TEXTO FORNECIDO ::
6. Considerações Finais:Apesar de todas as condicionantes, a presente intervenção permitiu confirmar a relevância científica e patrimonial do sítio arqueológico do Porto do Sabugueiro. Ainda que muito afetado pela contínua actividade agrícola, de que estes campos são alvo, verificou-se a existência de níveis arqueológicos preservados e de associações coerentes de materiais.

A escavação em profundidade da Sondagem 3 permite verificar que este povoado pré-romano tem origens ainda no mundo orientalizante, possivelmente em meados do século Vii a.C.

Acrescente-se a esta informação de natureza estratigráfica, os recentes dados prove-nientes dos trabalhos de prospeção efetuados nesta campanha. numa das áreas que ainda não tinham sido alvo de cultivo, as lavras deste ano puseram a descoberto diversos vestígios que apontam para uma forte presença de matriz oriental Fenícia. Aguardamos futuros trabalhos de escavação para aferir da sua real importância e estado de preservação.

TAREFAS PROPOSTAS ::
**1.** De acordo com o texto sobre o sítio arqueológico do Porto do Sabugueiro, que atividade afetou muito o sítio?
**2.** Prossiga o texto sobre o sítio arqueológico do Porto do Sabugueiro a partir da última frase apresentada.

DADOS ARMAZENADOS ::
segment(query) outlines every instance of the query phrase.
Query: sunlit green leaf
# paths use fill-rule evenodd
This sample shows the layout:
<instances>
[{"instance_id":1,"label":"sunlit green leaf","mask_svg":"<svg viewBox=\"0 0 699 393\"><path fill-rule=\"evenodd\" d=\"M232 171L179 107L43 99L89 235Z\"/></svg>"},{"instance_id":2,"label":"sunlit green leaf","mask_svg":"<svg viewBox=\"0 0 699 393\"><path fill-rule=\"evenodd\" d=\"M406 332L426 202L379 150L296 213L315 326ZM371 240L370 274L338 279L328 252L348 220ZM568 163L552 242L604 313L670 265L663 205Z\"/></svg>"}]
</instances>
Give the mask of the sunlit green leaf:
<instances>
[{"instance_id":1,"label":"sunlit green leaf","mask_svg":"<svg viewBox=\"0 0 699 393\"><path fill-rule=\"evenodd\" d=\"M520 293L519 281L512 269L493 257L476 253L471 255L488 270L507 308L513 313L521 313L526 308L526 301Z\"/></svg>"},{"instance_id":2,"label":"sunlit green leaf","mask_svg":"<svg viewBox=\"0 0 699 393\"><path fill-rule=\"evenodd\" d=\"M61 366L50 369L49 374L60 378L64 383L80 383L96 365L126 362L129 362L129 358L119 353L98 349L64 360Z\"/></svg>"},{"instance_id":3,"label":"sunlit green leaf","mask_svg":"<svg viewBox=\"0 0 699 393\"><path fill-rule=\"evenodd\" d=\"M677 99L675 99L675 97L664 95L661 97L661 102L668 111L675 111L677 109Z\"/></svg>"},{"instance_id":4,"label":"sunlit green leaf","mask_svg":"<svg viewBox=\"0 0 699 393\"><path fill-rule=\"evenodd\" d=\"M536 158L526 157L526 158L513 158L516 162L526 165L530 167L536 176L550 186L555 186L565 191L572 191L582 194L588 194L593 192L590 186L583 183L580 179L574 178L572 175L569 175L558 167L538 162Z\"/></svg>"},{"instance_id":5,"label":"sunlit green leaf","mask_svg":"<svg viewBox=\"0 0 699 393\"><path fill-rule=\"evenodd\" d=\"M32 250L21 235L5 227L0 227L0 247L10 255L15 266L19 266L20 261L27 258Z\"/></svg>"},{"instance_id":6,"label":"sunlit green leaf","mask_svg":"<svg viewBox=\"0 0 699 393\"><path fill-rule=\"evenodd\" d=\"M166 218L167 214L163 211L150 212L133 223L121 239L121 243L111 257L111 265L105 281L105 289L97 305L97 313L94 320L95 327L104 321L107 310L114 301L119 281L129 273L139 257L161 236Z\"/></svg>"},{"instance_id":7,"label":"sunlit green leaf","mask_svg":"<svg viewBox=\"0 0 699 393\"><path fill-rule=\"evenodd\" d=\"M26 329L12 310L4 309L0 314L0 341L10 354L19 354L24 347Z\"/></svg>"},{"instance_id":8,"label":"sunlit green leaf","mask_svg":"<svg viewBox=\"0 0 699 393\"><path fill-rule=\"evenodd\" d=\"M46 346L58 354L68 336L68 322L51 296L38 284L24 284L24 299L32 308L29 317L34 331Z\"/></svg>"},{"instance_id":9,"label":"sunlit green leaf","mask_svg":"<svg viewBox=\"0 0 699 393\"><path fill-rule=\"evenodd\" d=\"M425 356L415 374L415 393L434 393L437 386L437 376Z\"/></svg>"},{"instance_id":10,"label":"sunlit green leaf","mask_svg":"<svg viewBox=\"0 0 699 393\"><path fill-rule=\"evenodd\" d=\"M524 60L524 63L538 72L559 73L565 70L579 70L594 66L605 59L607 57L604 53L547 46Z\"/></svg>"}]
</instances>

RESPOSTAS DADAS ::
**1.** A contínua atividade agrícola de que aqueles campos são alvo.

**2.**
Apesar desta remota antiguidade, e que parece ter atravessado toda a ampla diacronia da idade do Ferro, os dados mais substanciais, da presente intervenção, reportam-se à ocupação do período romano republicano. Ainda que estejamos a lidar, com informação procedente de três áreas de sondagem, o volume dos materiais recolhidos e a sua análise cuidada, permitem afirmar estarmos perante um núcleo de povoamento de grande dinamismo.

A lógica da sua implantação numa área de planície aluvionar, sem qualquer defensibilidade natural, embora com excepcionais condições de ancoradouro natural, levam-nos a interpretar esta estação como um grande povoado de características portuá-rias. Perante as características geográficas e geológicas, deste povoado, este apresenta-se como um caso singular dentro das implantações conhecidas para a idade do Ferro no Vale do Tejo (Vilaça e Arruda, 2004).

Ao abordarmos o sítio de Porto do Sabugueiro não podemos deixar de sublinhar a inter-visibilidade existente com o grande povoado sidérico da Alcáçova de Santarém, podendo este inserir-se dentro duma lógica de povoamento hierarquizado.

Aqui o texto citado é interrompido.